_Problems and tasks_
**1.** Reproduce the passage from the article on millennials' spending habits, starting at "Swipers to savers: Covid-19" and ending at "cannot agree more.".
**2.** Using the article on millennials' spending habits, decide whether each statement agrees with it. Answer yes or no for each, quoting the deciding words exactly: (a) Rishi Padhi is a researcher with a multinational firm in Gurgaon; (b) Mihir Mittal's earnings have risen since restaurants shut; (c) the 5nance survey among millennials was conducted in March.

_Extracted text_
..............................

Swipers to savers: Covid-19 has made millennials take a hard look at their spending habits

The coronavirus-induced lockdown is a great time to learn a new skill, life coaches have said. Rishi Padhi cannot agree more.

The 26-year-old researcher with a multinational firm in Gurgaon has learnt to cook in the past month. Padhi, who shares a house with friends, has also learnt another thing: he can easily double his monthly savings if he is careful.

Half of his salary goes towards food, travel and house rent. Then there is an education loan EMI of Rs 10,000. But the forced savings during the lockdown has made him realise he can invest Rs 1.5 lakh in his public provident fund account from Rs 60,000 now. The uncertainty the lockdown brought with it seems to have made him wiser. “There should be enough savings to see you through at least six months.”

In Bengaluru, Mihir Mittal has had a similar realisation around expenses. This 24-year old professional photographer who specialises in food and product shoots had started a creative agency called Yellow Trunk just a few months ago. “Restaurants are shut so food shoots are not happening. Product shoots have also come down.” Earnings have halved, he says. “However, I now realise it is quite easy to save if you have to.”

Covid-19 has turned the life of millennials — a generation associated with spending more and saving less — topsy-turvy. The lockdown and uncertainty have forced them to pause and review their lifestyle and spending habits. A generation that believed in buy-now-pay-later is suddenly talking about saving for a rainy day. Professionals who face the risks of salary cuts and layoffs are learning to adjust with less money.

“Financial planning was not on the radar of millennials,” says Dinesh Rohira, founder & CEO of Mumbai-based personal financial and advisory portal 5nance. “Just over a month of lockdown and they are now carefully looking at investments and liabilities.” Everyone should have at least six months of expenses covered, he says. That essentially means a microscopic look at where money goes and purge everything that is non-essential. Some like Padhi are lucky their companies have not talked about layoffs. But they have been affected by what is happening and around them.

“How do you prepare for such an uncertainty? Having some money in hand makes one feel a lot more secure while dealing with such phases,” Padhi adds. In a survey among millennials done in February, 5nance found that young professionals overspend between Rs 400 and Rs 1,300 per week. “They will have to check this habit,” says Rohira.

..............................

_Data section_

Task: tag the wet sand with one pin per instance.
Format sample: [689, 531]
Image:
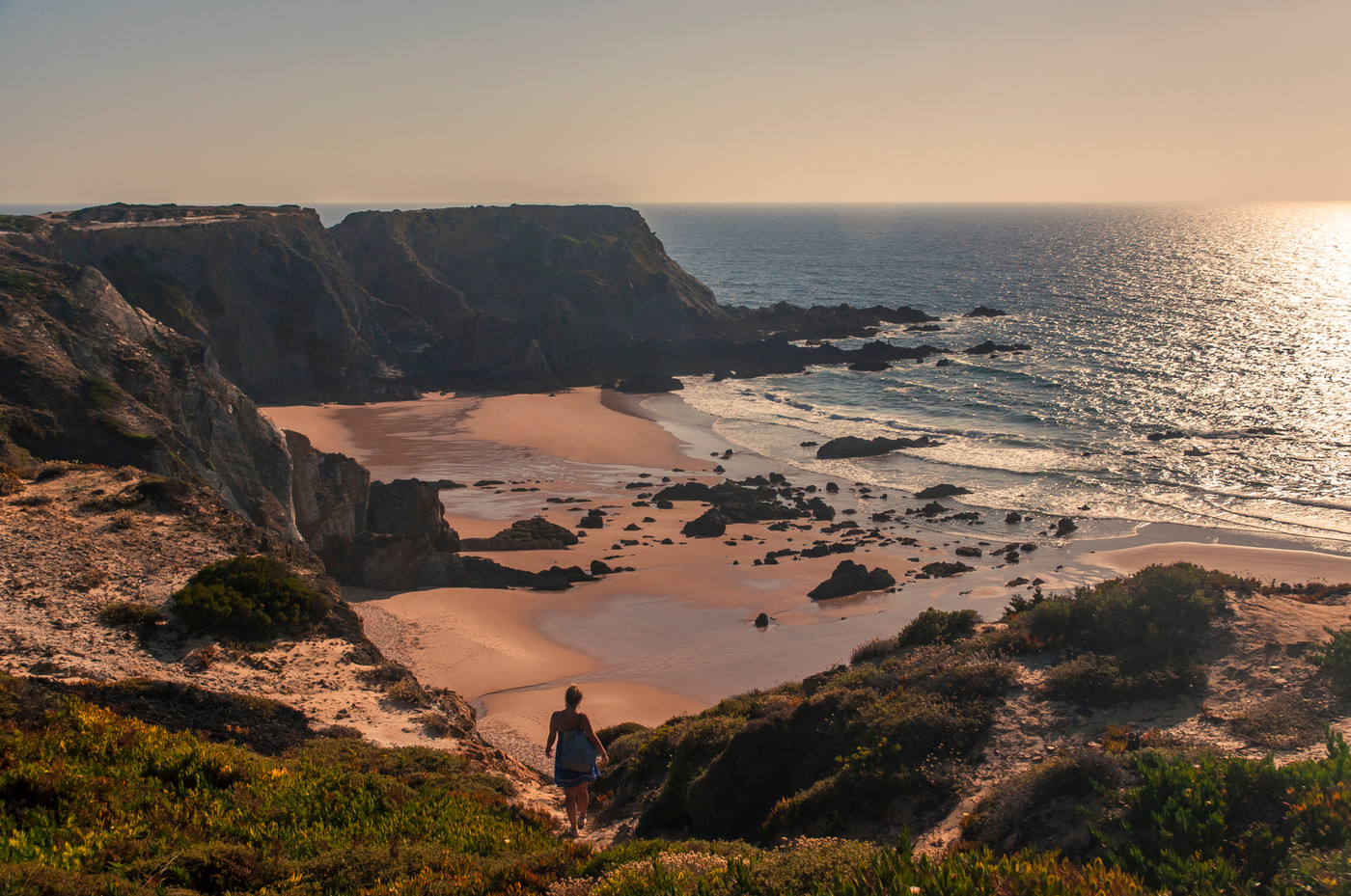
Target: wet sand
[677, 633]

..............................

_Solutions in order_
**1.**
Swipers to savers: Covid-19 has made millennials take a hard look at their spending habits

The coronavirus-induced lockdown is a great time to learn a new skill, life coaches have said. Rishi Padhi cannot agree more.

**2.**
(a) Yes: "The 26-year-old researcher with a multinational firm in Gurgaon has learnt to cook in the past month."
(b) No: "Earnings have halved, he says."
(c) No: "In a survey among millennials done in February, 5nance found that young professionals overspend between Rs 400 and Rs 1,300 per week."